→ PROBLEM REQUIREMENTS
Output all the data exactly. Pictures do not belong in the copy.

________________

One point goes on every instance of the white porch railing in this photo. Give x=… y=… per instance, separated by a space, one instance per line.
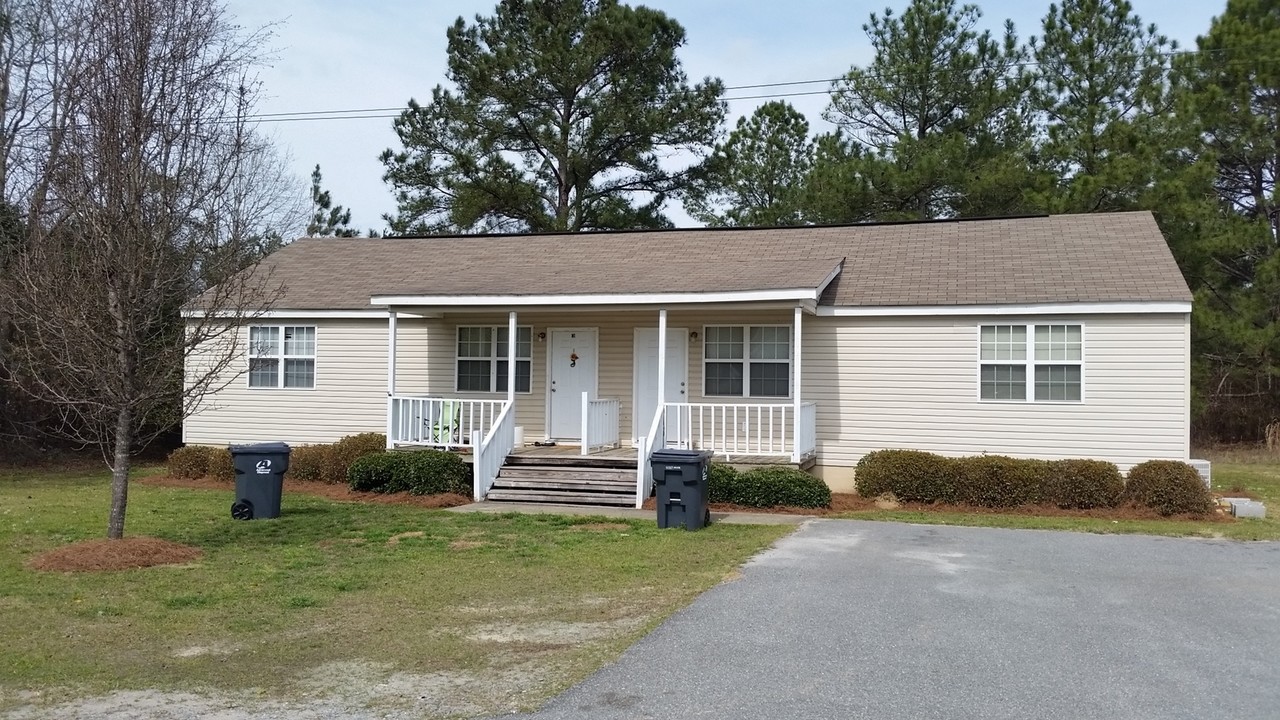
x=644 y=470
x=731 y=428
x=599 y=423
x=492 y=450
x=807 y=442
x=439 y=422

________________

→ EXERCISE RESPONSE
One point goes on every instance of the white porch railing in this photo. Give x=… y=… per instance, separated by a space, one instance per line.
x=644 y=470
x=731 y=428
x=599 y=423
x=492 y=450
x=807 y=442
x=439 y=422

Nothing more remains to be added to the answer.